» Directions for this task
Set the lines below, from the line that contains "Note: we are tagging the burned" through the line that contains "[(87, 99), (106, 100)]", into a Markdown table with the columns "No." and "Text". Give each line a row number and skip any blank lines.

** Start of Recorded data **

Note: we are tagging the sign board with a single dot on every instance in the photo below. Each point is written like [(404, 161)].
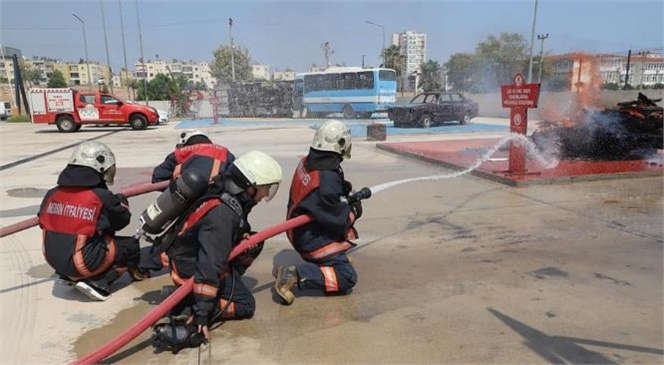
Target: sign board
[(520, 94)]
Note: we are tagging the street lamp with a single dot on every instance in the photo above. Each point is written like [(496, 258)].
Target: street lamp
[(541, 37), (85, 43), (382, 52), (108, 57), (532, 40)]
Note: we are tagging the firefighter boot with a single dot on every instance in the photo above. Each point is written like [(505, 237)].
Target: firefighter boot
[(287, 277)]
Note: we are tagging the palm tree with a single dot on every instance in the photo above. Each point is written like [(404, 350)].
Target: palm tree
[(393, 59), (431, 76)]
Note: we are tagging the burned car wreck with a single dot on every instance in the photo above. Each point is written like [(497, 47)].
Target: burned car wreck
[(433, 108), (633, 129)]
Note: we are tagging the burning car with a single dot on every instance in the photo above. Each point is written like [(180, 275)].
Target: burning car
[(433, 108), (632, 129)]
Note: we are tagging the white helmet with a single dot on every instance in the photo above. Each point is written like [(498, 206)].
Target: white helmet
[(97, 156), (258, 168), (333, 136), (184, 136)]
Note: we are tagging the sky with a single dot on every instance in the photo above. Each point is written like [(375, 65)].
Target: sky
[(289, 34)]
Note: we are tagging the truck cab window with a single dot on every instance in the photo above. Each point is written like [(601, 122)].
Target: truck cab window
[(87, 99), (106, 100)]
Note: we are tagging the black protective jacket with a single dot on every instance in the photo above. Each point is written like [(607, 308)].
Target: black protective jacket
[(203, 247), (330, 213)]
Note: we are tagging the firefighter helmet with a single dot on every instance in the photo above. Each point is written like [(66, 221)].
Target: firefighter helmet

** End of Recorded data **

» Complete answer
| No. | Text |
|---|---|
| 1 | Note: we are tagging the burned car wreck with a single dot on every instance in the photo above. Each point is written like [(497, 47)]. |
| 2 | Target: burned car wreck |
| 3 | [(433, 108), (633, 129)] |
| 4 | Note: we are tagging the burning car with a single dot on every instance in the photo above. Each point is written like [(180, 275)]. |
| 5 | Target: burning car |
| 6 | [(433, 108), (632, 129)] |
| 7 | Note: we are tagging the white helmet with a single dot on every instance in the photo above. Each point is written like [(498, 206)]. |
| 8 | Target: white helmet |
| 9 | [(97, 156), (258, 168), (333, 136), (184, 136)] |
| 10 | Note: we are tagging the sky with a single dot on every instance in the photo above. Each point is written like [(375, 65)]. |
| 11 | Target: sky |
| 12 | [(289, 34)] |
| 13 | Note: we are tagging the truck cab window with a single dot on every instance in the photo above. Each point is written like [(601, 122)]. |
| 14 | Target: truck cab window |
| 15 | [(87, 99), (106, 100)] |